» Set task: Please find each line below that contains the word "bounding", and copy all of those lines in full.

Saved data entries

——————————

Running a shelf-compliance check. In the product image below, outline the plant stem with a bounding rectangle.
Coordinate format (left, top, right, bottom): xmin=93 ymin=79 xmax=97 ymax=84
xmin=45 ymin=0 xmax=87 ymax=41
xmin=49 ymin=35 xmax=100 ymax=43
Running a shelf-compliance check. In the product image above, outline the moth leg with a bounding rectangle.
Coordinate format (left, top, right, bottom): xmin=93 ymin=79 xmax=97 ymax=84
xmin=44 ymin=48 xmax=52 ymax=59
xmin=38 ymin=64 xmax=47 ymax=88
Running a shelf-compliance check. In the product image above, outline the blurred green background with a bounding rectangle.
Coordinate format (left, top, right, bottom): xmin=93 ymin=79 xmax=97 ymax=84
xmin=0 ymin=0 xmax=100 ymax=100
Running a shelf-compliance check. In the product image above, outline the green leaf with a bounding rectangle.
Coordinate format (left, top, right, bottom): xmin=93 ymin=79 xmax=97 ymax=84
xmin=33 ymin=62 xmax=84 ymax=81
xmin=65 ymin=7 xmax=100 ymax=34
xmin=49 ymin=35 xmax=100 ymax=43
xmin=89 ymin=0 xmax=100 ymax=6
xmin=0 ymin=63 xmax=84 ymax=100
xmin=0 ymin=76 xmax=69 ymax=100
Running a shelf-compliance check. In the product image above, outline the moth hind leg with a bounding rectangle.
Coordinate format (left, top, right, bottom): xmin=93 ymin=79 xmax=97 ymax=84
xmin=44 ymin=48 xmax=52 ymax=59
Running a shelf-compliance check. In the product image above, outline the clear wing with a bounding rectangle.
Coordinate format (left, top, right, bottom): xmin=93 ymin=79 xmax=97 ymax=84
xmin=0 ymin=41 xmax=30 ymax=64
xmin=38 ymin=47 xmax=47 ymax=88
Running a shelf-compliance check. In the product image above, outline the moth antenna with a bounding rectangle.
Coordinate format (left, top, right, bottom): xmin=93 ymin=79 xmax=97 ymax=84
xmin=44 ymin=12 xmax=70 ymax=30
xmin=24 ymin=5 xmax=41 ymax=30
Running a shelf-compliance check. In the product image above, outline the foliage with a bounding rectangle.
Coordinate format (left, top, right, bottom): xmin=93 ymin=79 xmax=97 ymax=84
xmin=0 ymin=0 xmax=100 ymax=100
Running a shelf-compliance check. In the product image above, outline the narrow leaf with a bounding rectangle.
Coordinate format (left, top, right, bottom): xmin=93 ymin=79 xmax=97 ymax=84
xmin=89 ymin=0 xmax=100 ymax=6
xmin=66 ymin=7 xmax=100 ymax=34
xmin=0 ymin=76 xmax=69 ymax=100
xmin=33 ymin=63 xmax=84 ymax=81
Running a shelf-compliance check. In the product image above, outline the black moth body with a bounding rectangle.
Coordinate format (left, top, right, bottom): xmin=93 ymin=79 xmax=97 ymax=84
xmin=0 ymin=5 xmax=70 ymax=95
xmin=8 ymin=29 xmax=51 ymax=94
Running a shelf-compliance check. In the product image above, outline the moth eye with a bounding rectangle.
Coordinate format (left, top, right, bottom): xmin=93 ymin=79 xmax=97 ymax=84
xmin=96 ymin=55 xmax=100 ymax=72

——————————

» Answer to the exercise:
Running a shelf-compliance check. In the product image below, outline the plant stem with a bounding rectangle.
Running a shelf-compliance check. In the product image above, outline the moth leg with a bounding rectangle.
Running a shelf-compliance check. In the product image above, outline the blurred green background with a bounding rectangle.
Running a shelf-compliance check. In the product image above, outline the green leaf with a bounding rectangle.
Running a shelf-compliance check. In the product image above, outline the moth hind leg with a bounding rectangle.
Running a shelf-compliance check. In the product image above, outline the clear wing with a bounding rectangle.
Running a shelf-compliance check. In the product image above, outline the moth antenna with a bounding rectangle.
Running a shelf-compliance check. In the product image above, outline the foliage with a bounding rectangle.
Running a shelf-compliance check. In the product image above, outline the narrow leaf with a bounding rectangle.
Running a shelf-compliance check. In the product image above, outline the black moth body with a bounding rectangle.
Running a shelf-compliance check. In the product image above, outline the moth eye with a bounding rectangle.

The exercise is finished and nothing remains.